GIVEN INSTRUCTION A: Reproduce word for word the part of the account of Pizarro's campaigns in Peru that opens with the words containing "The Pizarro family" and closes with "equally excellent estates.".
GIVEN INSTRUCTION B: Summarize the account of Pizarro's campaigns in Peru in two sentences.
GIVEN INSTRUCTION C: Carry on the account of Pizarro's campaigns in Peru from its last sentence.

EXTRACT PROVIDED:
※ ※ ※

All the same, it was a complicated moment to write thus, for now that Almagro was dead, Manco Capac was planning a new rebellion. He had as his main commander Illa Tupac, a general who had attacked Pedro de Alvarado in 1537. Their plan was to inspire many small-scale local risings, causing much damage. The decisive moment seems to have been when a people called the Conchucos fell on Trujillo by the sea and carried out many killings or tortures of travelers. Manco himself was pursued by a commander of Pizarro’s, Illán Suárez de Carvajal. (His brother, Juan Suárez de Carvajal, was on the Council of the Indies.)3 But Manco turned successfully on this enemy, twenty-four out of thirty men being soon killed.
Francisco Pizarro took command in new counterattacks. Still, his main interest was to found new settlements. For example, in full campaign, he founded San Juan de la Frontera at Huamanga under Francisco de Cárdenas.4 Pizarro also went to Charcas and to the famous inland lake Titicaca. He learned there that rebellious Indians were busy trying to destroy a pontoon bridge of boats across the lake to the south. It was there that Pizarro received a request from one of his most brilliant men, Pedro de Valdivia. “The golden captain,” as he was known for his good qualities, asked Pizarro for permission to go and explore, and also conquer, the land abandoned by Almagro. “Seeing my determination,” Valdivia wrote later to the King, “he graciously opened the door to me.”5 But such grants were not without their cost: At the same moment as giving him carte blanche in Chile, Pizarro withdrew his earlier grant to Valdivia of the valley of Canela and its silver mine.
The Pizarro family were busy establishing their control in the center of Peru, east of the conquered lands. Thus Hernando found and took for himself the mines that the Indians had begun at Porco. Gonzalo occupied the entire valley of Cochabamba.6 Francisco established himself and his family in equally excellent estates.
Feeling that his conquests had at last been completed, Hernando Pizarro again took leave of his brothers. To Francisco, he declared, “Look, your lordship, now I am going [again] to Spain, and consider that safety lies first in God and then in your lordship’s life … do not permit those who wish it to gather ten people together within fifty leagues of wherever your lordship may be, for if you let them assemble, they are certain to kill you. If they kill your lordship, I shall be sure to conduct our business badly and no memory of your lordship will remain.”7 With that unexpectedly modest statement, he set off for Spain with the intention of justifying before the Council of the Indies his already much-criticized execution of Almagro. He traveled via New Spain, avoiding Panama since he was afraid of being seized or killed by his enemies there.8
Francisco Pizarro had aged during the crisis over the Almagros. The Emperor had named him marquess, as he had named Cortés. But Charles was allowing Pizarro to choose his title, leaving it up to him as to of what territory or city he would be marquess.
Pizarro dispatched his brother Gonzalo, accompanied by their cousin, Pedro the chronicler, and Paullu Inca to seek out Manco in his refuge beyond Vilcabamba. They went as far as horses could go, then continued on foot. With Pedro del Barco temporarily in control of the expedition, the Spaniards were ambushed by Indians, who killed five of them. Gonzalo retreated, and his brother Francisco sent more troops to assist him. Next day, they reached Manco’s secret redoubt, while another section of their forces went into the forest nearby without the Indians knowing of it. Gonzalo sought to negotiate, but his emissaries were Huaspar and Inquill, two brothers of Manco’s Queen, Cura Ocllo. Here the Indians tried unsuccessfully to experiment with arquebuses.

※ ※ ※

MATERIAL PROVIDED:

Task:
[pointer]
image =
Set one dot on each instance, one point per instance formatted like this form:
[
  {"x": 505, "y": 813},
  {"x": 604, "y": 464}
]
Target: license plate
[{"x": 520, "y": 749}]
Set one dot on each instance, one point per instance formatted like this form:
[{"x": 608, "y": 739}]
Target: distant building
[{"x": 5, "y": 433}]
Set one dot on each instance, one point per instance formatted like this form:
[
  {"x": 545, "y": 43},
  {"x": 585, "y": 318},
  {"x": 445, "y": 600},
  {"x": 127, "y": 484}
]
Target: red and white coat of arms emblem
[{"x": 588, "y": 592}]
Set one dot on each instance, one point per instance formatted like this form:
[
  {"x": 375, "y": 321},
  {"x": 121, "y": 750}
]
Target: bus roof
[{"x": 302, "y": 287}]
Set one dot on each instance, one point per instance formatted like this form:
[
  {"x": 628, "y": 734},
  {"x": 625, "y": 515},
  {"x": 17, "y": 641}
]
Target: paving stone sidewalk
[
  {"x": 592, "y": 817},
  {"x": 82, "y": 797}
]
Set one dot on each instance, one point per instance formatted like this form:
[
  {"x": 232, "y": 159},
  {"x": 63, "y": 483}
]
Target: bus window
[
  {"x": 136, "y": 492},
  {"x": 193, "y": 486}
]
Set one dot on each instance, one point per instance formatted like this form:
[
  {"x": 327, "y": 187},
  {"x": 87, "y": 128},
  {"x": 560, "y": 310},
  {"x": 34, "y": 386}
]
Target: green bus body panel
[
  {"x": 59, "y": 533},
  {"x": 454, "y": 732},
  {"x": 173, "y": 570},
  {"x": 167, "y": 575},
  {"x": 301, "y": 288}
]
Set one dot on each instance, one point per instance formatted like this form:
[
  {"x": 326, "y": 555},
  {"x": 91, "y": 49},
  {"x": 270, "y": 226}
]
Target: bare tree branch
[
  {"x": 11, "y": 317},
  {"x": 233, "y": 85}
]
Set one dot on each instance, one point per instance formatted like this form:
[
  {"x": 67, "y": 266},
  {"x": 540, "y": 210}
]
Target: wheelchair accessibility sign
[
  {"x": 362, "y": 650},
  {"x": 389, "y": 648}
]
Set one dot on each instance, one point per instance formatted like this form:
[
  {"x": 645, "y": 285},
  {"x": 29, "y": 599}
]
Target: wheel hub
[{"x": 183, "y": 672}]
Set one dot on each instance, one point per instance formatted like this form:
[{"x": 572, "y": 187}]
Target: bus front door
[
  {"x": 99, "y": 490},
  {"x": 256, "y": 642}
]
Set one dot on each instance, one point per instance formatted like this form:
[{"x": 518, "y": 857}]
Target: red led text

※ ※ ※

EXERCISE ANSWER A:
The Pizarro family were busy establishing their control in the center of Peru, east of the conquered lands. Thus Hernando found and took for himself the mines that the Indians had begun at Porco. Gonzalo occupied the entire valley of Cochabamba.6 Francisco established himself and his family in equally excellent estates.

EXERCISE ANSWER B: After Almagro's death, Manco Capac and his commander Illa Tupac planned a new rebellion of small local risings, and Francisco Pizarro led counterattacks while mainly founding settlements and letting Pedro de Valdivia explore and conquer Chile. The Pizarro brothers took mines and estates in central Peru, Hernando left for Spain to justify Almagro's execution, and Gonzalo led an expedition against Manco's refuge beyond Vilcabamba.

EXERCISE ANSWER C:
Manco Capac escaped downstream with three followers. The Spaniards then embarked on persecution. For example, Queen Cura Ocllo herself was captured; she tried to avoid rape by smearing filth over herself. Manco sent a messenger inviting Francisco Pizarro to meet him at Hucay, with three or four followers. Pizarro sent a pony, a black slave, and some other presents. Manco had all these killed. Pizarro’s reply was the brutal murder of Cura Ocllo by shooting arrows at her. She made no complaint at the evident pain.9 Her body was put in a basket in the river Yucay so that it would be found by Manco’s people. Pizarro then executed several of his grander prisoners, such as the general Tiso. Among others killed were Villac Umu, the high priest, who had been fighting Pedro de los Ríos in the Condesuyo for at least eight months. These enemies of the Spanish were killed by being burned.
After this, there were no more large-scale Indian rebellions. Alonso de Alvarado returned to the conquest of the Chachapoyas, north of Cajamarca, and his relatively humane treatment of Indians secured him a reasonable reception. He founded the town of Rabantu. But in Huánaco, a new and inexperienced Spanish force under Alonso de Mercadillo was busy terrifying the natives in the hope of finding gold. There were many complaints, causing Pizarro to order his brother Gonzalo to stop there on his way to becoming governor of Quito. Another rebellion that had to be quenched was on the road to Chinchaysuyo, which was the responsibility of Alonso de Orihuela. In July 1539, two encomenderos were killed in the Callejón de Huaylas. Francisco de Chaves, one of Pizarro’s most successful but more brutal captains, swept through
the valleys of the northern central highlands to carry out fearful reprisals, killing children as well as women.10
Franciso Pizarro himself was busy founding two new towns, La Plata and Arequipa. There he and his secretary, the much disliked Antonio Picado, made themselves even more unpopular by cutting back large repartimientos that had already been allocated. Picado was also hated because he unjustifiably desired that all should show reverence to him.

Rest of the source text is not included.